» **WHAT IS EXPECTED**
Rewrite the stretch of the data from the line containing "Can you spot the utility" through the line containing "[[415, 48]]" as a numbered list, omitting any blank lines.

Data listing
--------------------

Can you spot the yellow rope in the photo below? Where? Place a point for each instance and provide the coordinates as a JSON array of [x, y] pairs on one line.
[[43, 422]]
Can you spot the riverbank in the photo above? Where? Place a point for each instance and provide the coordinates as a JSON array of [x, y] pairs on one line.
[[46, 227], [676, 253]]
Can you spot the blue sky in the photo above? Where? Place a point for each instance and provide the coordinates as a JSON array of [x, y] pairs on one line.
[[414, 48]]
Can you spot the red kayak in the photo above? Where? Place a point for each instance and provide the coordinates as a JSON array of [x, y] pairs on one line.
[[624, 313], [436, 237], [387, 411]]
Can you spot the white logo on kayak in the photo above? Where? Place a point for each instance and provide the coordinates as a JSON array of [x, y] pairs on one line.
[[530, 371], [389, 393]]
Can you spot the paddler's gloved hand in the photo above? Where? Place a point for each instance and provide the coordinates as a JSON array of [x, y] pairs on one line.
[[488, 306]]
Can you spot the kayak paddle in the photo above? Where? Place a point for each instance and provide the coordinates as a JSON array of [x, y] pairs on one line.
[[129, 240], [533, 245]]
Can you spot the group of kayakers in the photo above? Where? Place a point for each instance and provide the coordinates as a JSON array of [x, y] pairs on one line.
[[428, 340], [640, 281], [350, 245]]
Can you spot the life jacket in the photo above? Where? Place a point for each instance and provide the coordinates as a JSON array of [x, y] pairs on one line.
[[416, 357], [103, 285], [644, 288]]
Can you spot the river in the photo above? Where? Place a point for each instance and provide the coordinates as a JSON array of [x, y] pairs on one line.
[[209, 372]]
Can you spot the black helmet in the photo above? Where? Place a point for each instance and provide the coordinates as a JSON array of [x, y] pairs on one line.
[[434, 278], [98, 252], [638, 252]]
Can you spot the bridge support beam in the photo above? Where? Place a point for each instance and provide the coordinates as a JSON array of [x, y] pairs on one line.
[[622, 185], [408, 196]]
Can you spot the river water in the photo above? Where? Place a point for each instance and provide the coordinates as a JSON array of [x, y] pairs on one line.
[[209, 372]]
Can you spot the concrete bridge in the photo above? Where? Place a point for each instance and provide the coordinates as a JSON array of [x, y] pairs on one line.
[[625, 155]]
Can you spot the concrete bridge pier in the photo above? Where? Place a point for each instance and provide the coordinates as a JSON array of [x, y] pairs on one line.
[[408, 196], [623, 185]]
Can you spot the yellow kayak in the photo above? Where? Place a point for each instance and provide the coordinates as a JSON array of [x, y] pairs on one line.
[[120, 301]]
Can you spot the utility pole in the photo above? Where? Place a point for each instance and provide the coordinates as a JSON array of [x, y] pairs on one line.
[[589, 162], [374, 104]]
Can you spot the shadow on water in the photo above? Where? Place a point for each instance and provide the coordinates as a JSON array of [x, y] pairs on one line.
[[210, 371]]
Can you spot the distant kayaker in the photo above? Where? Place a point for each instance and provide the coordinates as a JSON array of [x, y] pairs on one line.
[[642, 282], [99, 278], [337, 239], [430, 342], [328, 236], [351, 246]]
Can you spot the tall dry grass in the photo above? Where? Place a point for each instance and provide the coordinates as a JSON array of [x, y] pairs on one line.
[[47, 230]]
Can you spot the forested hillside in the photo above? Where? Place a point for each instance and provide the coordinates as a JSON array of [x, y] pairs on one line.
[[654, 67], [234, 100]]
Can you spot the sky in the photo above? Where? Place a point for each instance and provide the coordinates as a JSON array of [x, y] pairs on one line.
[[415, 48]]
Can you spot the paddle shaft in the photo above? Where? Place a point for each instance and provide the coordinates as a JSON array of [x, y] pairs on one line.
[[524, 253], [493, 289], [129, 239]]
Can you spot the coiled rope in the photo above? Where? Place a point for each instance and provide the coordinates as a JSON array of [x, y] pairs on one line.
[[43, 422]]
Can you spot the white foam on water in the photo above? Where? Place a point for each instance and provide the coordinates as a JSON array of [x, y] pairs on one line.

--------------------

» **RESULT FOR THIS EXERCISE**
1. Can you spot the utility pole in the photo above? Where? Place a point for each instance and provide the coordinates as a JSON array of [x, y] pairs on one line.
2. [[589, 162], [374, 104]]
3. Can you spot the shadow on water in the photo above? Where? Place a point for each instance and provide the coordinates as a JSON array of [x, y] pairs on one line.
4. [[210, 371]]
5. Can you spot the distant kayaker in the photo above? Where? Place a point for each instance and provide the coordinates as a JSON array of [x, y] pairs on one line.
6. [[642, 282], [99, 278], [337, 239], [430, 342], [328, 236], [351, 246]]
7. Can you spot the tall dry grass in the photo above? Where? Place a point for each instance and provide the coordinates as a JSON array of [x, y] pairs on one line.
8. [[47, 230]]
9. Can you spot the forested hillside in the photo above? Where? Place a point for each instance and provide the coordinates as a JSON array of [x, y] pairs on one line.
10. [[654, 67], [234, 100]]
11. Can you spot the sky in the photo above? Where? Place a point for each instance and provide the coordinates as a JSON array of [x, y] pairs on one line.
12. [[415, 48]]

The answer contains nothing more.